(Source data)
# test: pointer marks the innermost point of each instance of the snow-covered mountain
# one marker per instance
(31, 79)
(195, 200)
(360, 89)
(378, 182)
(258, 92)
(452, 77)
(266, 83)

Problem
The answer should be an exact copy of the data.

Answer to this task
# test: pointer marks the innermost point of each instance of the snow-covered mountain
# one marker per instance
(31, 79)
(195, 200)
(360, 89)
(378, 182)
(258, 92)
(452, 77)
(266, 83)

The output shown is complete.